[SUPPLIED PASSAGE]:
Death of my ego
A series of unfortunate circumstances, but never an unfortunate life. I am currently unlearning everything that I am, rebuilding my being from scratch in the hopes of once again achieving sentience — or maybe glorious mortality. Time and time again, I continued to glorify grief. What I should have done is glorified the moments in between my grief. The depth of my self-awareness still continues to scare me. I never understood or felt the fact when authors of over hundreds of years ago mentioned: to understand people, you have to understand yourself.
The complexities that come with understanding yourself are that you're put in situations — an undeniably excruciating, agonizing life-to-death process. During this time period, I am stuck in my moments of grief — the moments of self-hate, regret, and hit with the nuke of "what ifs." Now this is my limbo. A period in my life that requires me to carry myself with unwavering resilience to face everything head-on. I say all this, but I am nothing but a weak man. My existence continues to amount to nothing. I am so insignificant I continue to have no impact on anything or anyone around me. Now this is one of the moments within my grief. I continue to go through the humbling process. I continue to break myself every day and grow and break into a billion atoms. I ask of myself: do I really have to continue to live, or is there a moment I could find that would glorify my existence?
This is the first thing I’ve written in three years. My time on earth has been a question mark. I have not made any meaningful contributions toward life or myself.

[DATA SUPPLIED]:

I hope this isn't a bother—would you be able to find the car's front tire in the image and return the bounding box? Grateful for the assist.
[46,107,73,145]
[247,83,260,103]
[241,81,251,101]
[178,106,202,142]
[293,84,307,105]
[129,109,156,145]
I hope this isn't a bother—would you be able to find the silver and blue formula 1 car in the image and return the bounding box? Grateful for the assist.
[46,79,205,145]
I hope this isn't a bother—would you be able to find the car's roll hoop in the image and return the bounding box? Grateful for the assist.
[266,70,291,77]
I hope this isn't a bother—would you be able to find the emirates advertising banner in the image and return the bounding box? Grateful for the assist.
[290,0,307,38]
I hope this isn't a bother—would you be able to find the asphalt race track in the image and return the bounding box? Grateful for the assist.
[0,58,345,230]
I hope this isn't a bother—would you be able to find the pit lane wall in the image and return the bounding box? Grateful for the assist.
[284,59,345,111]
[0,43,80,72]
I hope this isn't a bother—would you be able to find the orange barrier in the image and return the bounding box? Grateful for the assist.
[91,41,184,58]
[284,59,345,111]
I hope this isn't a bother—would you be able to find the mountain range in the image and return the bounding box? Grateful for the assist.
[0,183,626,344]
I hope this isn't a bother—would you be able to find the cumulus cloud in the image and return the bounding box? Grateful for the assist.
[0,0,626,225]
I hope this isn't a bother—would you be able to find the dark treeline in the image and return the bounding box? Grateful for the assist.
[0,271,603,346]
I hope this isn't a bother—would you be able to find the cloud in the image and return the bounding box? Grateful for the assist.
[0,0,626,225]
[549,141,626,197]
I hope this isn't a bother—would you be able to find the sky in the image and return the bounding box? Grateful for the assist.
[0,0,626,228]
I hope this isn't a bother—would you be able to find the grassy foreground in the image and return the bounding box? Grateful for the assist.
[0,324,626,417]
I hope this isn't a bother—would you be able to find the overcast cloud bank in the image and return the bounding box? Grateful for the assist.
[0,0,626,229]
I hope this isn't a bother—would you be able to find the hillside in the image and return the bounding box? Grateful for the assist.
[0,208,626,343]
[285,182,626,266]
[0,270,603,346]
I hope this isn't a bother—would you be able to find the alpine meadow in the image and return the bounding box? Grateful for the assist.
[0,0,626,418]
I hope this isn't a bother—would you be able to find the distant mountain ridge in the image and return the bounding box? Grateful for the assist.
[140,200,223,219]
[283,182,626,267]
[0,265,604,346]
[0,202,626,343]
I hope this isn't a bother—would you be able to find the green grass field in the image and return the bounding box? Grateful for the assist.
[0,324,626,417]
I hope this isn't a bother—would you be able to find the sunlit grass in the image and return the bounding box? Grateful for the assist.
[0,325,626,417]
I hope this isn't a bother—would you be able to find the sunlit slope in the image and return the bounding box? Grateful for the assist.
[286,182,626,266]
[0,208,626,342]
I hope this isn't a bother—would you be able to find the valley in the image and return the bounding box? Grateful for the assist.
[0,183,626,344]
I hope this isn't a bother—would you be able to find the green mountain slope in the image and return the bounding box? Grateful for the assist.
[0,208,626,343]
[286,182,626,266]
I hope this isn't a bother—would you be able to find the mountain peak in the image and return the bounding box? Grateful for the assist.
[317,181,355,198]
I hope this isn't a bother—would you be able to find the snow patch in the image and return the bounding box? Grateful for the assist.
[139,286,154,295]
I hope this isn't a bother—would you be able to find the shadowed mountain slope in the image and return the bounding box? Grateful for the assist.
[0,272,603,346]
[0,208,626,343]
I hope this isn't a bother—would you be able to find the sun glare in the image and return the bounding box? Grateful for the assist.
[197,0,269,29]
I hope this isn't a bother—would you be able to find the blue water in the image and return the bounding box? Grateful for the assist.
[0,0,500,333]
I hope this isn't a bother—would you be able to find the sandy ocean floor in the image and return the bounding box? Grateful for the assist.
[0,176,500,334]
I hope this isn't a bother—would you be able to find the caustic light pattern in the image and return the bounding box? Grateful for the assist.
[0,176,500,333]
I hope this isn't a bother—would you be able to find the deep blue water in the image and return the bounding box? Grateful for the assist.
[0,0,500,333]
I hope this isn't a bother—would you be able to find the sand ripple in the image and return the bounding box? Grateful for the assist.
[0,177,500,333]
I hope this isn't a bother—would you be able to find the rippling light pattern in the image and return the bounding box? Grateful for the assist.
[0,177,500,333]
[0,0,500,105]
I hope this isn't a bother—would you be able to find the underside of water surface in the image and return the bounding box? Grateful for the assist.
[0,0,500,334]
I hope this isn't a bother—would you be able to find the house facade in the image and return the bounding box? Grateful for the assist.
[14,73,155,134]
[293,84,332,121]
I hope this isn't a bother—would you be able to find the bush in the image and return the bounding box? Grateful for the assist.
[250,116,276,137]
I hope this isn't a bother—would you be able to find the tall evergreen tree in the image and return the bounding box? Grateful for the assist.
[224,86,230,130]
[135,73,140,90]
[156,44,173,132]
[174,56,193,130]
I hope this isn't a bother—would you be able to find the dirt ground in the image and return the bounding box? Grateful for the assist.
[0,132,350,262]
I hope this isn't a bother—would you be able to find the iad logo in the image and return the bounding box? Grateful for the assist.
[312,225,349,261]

[GOAL 1]: Duplicate everything in the ego-death essay, from "This is the" down to "life or myself.".
[GOAL 2]: Pick up the ego-death essay after its final sentence and carry it forward in the same voice.

[EXPECTED ANSWER 1]:
This is the first thing I’ve written in three years. My time on earth has been a question mark. I have not made any meaningful contributions toward life or myself.

[EXPECTED ANSWER 2]:
I will continue to put myself down until there is no way for me to go — BUT UP. Shifts start to happen with acceptance. I truly do not own anything. I owe it all to Allah; I owe myself to Him. Practicing gratitude has been one of the biggest game changers when it comes to growth — the growth of both physical and spiritual health. There are people out there right now with a disability, stuck in moments with no way out, and yet continue to radiate such hope and excellence. The ability to hold your phone, look at your screen, and read a stupid yet glorious blog takes such an intertwined divine blessing — to see, to feel, to hold, and to understand. We have so much, yet we continue to think that we have nothing. We're blessed with a roof, a bed, and good food. We're all ungrateful.
The route to growth begins in such a way as well. I tell myself I am nothing, my existence means nothing, but I am alive and well. Alhamdulillah. If I were to mean nothing, Allah would not have created me — blessed with the ability to sit, stand, read, and articulately write pieces. I move up.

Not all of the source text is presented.